What is needed: In the records below, take the part that opens with the line containing "Reviewer note: verify that every instance of the sky" and closes with the end of the records. Write that part out again with "Found at" switched to "Located at" and everything else left unchanged.

Exercise inputs:

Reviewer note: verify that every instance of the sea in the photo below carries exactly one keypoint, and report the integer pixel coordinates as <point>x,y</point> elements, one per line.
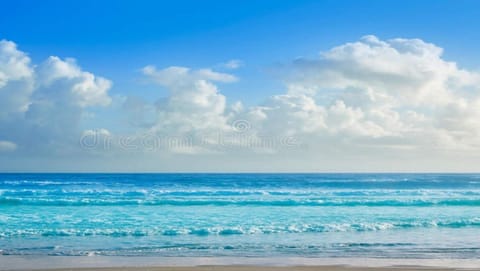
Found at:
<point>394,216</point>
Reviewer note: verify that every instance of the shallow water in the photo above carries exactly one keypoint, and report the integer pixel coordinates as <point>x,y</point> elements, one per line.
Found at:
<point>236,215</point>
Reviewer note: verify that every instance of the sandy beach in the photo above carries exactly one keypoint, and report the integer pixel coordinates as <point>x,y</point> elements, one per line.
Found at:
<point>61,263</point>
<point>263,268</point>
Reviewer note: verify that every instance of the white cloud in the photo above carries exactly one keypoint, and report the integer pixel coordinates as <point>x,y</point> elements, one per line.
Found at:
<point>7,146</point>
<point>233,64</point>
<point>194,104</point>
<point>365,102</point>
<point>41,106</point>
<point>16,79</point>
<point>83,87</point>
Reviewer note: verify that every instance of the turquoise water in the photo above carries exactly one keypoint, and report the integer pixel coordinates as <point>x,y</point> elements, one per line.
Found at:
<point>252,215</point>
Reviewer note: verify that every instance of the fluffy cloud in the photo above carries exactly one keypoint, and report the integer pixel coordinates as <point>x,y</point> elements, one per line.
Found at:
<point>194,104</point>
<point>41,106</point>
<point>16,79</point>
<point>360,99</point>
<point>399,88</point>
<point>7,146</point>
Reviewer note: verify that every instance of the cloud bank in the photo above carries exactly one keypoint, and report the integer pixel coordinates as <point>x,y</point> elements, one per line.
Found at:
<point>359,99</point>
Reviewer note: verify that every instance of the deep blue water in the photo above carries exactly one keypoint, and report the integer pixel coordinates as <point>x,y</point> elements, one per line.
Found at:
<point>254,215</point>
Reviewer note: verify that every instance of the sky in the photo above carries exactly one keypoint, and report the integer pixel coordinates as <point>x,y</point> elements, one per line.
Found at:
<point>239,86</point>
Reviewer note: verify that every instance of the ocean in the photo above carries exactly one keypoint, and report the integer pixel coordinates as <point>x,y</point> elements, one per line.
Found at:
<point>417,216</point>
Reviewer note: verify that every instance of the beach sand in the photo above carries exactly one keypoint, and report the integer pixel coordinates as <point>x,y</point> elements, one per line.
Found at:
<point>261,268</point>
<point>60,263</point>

Full output:
Reviewer note: verify that every instance of the sky in the photo above carries exactly one keypoint, and report the integer pixel coordinates as <point>x,y</point> elements, one per line.
Located at:
<point>239,86</point>
Reviewer note: verify that every instance of the ocean in the photo above carries exactly one keypoint, and report the integer pixel coordinates as <point>x,y</point> elements, one per line.
Located at:
<point>417,216</point>
Reviewer note: verify that every instance of the beach sand in the photo above carries exactly one keypoint, and report the integer pixel coordinates as <point>x,y</point> elements, one per line.
Located at:
<point>261,268</point>
<point>60,263</point>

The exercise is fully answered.